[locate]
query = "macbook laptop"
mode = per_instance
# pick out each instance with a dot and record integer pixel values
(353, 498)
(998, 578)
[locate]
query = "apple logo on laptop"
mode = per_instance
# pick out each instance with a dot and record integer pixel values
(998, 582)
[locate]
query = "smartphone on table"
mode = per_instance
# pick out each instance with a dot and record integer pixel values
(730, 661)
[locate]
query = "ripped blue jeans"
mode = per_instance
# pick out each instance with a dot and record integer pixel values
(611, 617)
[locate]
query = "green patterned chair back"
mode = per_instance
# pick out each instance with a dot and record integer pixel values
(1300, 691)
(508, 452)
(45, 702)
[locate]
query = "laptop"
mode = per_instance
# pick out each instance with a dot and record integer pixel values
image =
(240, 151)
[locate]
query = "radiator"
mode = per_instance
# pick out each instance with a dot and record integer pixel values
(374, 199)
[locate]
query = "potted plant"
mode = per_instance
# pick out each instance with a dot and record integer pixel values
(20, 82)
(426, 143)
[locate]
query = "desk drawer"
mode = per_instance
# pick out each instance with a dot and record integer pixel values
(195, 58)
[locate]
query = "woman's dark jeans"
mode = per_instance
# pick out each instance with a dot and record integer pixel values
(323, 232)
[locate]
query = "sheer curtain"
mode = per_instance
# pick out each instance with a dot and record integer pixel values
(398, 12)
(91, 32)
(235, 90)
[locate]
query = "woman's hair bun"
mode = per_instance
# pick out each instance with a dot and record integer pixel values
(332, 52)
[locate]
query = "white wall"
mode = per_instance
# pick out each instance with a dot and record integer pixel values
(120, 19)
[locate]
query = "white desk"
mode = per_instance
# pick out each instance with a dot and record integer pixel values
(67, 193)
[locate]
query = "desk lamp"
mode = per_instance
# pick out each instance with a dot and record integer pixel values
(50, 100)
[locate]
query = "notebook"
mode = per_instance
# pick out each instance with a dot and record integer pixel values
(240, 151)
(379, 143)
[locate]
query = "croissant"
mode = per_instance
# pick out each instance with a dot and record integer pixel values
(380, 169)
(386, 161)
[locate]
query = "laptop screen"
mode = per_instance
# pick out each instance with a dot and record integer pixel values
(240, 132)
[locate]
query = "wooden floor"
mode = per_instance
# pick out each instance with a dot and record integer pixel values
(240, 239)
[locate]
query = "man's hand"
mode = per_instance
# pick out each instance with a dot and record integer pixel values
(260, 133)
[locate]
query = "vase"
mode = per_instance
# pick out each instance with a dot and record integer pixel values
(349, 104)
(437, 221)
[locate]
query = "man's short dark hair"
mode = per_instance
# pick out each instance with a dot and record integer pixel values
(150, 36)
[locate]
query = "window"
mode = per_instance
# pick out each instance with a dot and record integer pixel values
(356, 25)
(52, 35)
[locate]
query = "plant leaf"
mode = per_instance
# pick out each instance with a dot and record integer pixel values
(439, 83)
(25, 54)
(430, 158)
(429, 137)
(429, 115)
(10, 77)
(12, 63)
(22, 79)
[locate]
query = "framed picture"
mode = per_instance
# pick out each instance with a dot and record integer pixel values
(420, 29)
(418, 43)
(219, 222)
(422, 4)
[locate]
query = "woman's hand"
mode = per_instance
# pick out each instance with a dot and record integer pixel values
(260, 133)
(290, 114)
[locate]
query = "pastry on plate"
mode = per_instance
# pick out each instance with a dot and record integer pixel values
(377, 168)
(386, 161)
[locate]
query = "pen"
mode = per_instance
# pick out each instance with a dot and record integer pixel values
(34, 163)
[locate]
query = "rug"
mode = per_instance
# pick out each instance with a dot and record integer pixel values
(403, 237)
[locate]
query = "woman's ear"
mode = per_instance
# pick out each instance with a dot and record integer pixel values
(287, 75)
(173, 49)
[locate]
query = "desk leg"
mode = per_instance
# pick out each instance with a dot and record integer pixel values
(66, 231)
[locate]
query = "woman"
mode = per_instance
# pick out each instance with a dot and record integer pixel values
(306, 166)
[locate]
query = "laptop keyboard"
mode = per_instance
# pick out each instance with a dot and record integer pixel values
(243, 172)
※
Return the entries above exactly, each one complete.

[locate]
query = "macbook laptop"
mode = per_instance
# pick out each instance with a dot and record integer pixel values
(353, 498)
(998, 578)
[locate]
query = "apple logo on laptop"
mode = per_instance
# pick out each instance with a dot and record integer pixel values
(998, 582)
[locate]
query = "smartphone on table"
mode = per_instance
# pick out each instance with a dot and record integer pixel values
(730, 661)
[locate]
query = "ripped blue jeans"
mode = per_instance
# pick out each instance with a dot and record integer pixel values
(611, 617)
[locate]
query = "green patterned chair back"
mode = per_instance
# pick out each instance with a dot and record integer pixel values
(1300, 691)
(508, 452)
(45, 702)
[locate]
query = "laptop"
mode = per_instance
# pick out each instance with a dot and record integer pixel values
image =
(240, 151)
[locate]
query = "radiator"
mode = per_instance
# pick out each instance with a dot and record integer pixel values
(374, 199)
[locate]
query = "potted plant"
mode = per_instance
# pick out each instance with a dot and record integer pixel values
(20, 82)
(426, 143)
[locate]
query = "desk drawer"
mode = per_instance
# pick out each instance with a dot and record integer pixel values
(195, 58)
[locate]
query = "woman's dark jeans"
mode = per_instance
# pick out each instance with a dot and record integer pixel values
(323, 232)
[locate]
query = "sheer curtain"
mode = per_instance
# pick out each instance with a dot and record integer pixel values
(398, 12)
(91, 32)
(235, 90)
[locate]
query = "woman's hair bun"
mode = per_instance
# pick out each instance with a dot and record integer pixel values
(332, 52)
[locate]
query = "white wall"
mode = per_instance
# pick out each instance with a dot and record integer pixel values
(120, 19)
[locate]
query = "white desk"
mode = per_instance
# pick out each instance with a dot and record integer pixel values
(67, 193)
[locate]
query = "desk lamp"
mode = per_instance
# pick out each instance with a dot and record integer pixel values
(50, 100)
[locate]
query = "notebook"
mode = per_instance
# pick out each instance with a dot and record integer pixel values
(240, 151)
(379, 143)
[locate]
query = "croissant"
mode = per_instance
# pick out each instance with a dot and record integer pixel values
(380, 169)
(386, 161)
[locate]
query = "laptop screen"
mode = per_instance
# pick out each instance with a dot and record integer pixel values
(240, 132)
[locate]
query = "wooden floor"
mode = per_instance
# pick out each instance with a dot and record integer pixel values
(240, 239)
[locate]
query = "man's hand"
mode = per_instance
# pick out each instance with a dot and record integer pixel values
(260, 133)
[locate]
query = "vase"
mode = per_instance
# pick out each instance with a dot and record integer pixel values
(349, 104)
(437, 221)
[locate]
query = "man's short dark hair"
mode = per_instance
# pick out each instance with a dot and record integer pixel values
(150, 36)
[locate]
query = "window"
mode = per_instance
# pick out each instance with a dot and record integer pixel values
(356, 25)
(52, 35)
[locate]
query = "plant leaf"
mode = per_instance
# pick out each instance with a dot and record integer pixel values
(439, 83)
(25, 54)
(430, 158)
(429, 137)
(429, 115)
(10, 77)
(12, 63)
(22, 79)
[locate]
query = "framed picture"
mode = per_instance
# pick out each instance with a dot and record integer pixel values
(420, 29)
(418, 43)
(219, 222)
(422, 4)
[locate]
query = "woman's hand"
mode = per_instance
# pick out each instance with a dot and record integer pixel values
(260, 133)
(290, 114)
[locate]
query = "pastry on plate"
mode = per_instance
# pick out each instance with a dot and record integer pixel values
(377, 168)
(386, 161)
[locate]
query = "pen"
mode = per_instance
# pick out each instance with a dot and record integer pixel values
(34, 163)
[locate]
query = "rug"
mode = per_instance
# pick out each instance with a dot and record integer pixel values
(403, 237)
[locate]
query = "woman's ear"
mode = per_instance
# pick out each instance with a dot and record integer pixel values
(287, 75)
(173, 49)
[locate]
query = "desk leg"
mode = per_instance
# pick out each instance with a dot and record integer pixel values
(66, 231)
[locate]
query = "woman"
mode = per_instance
# pick out each instance with a dot and record integer pixel values
(306, 166)
[locate]
query = "laptop keyboard"
mode = per_instance
# pick out each instance with a dot and record integer pixel values
(243, 172)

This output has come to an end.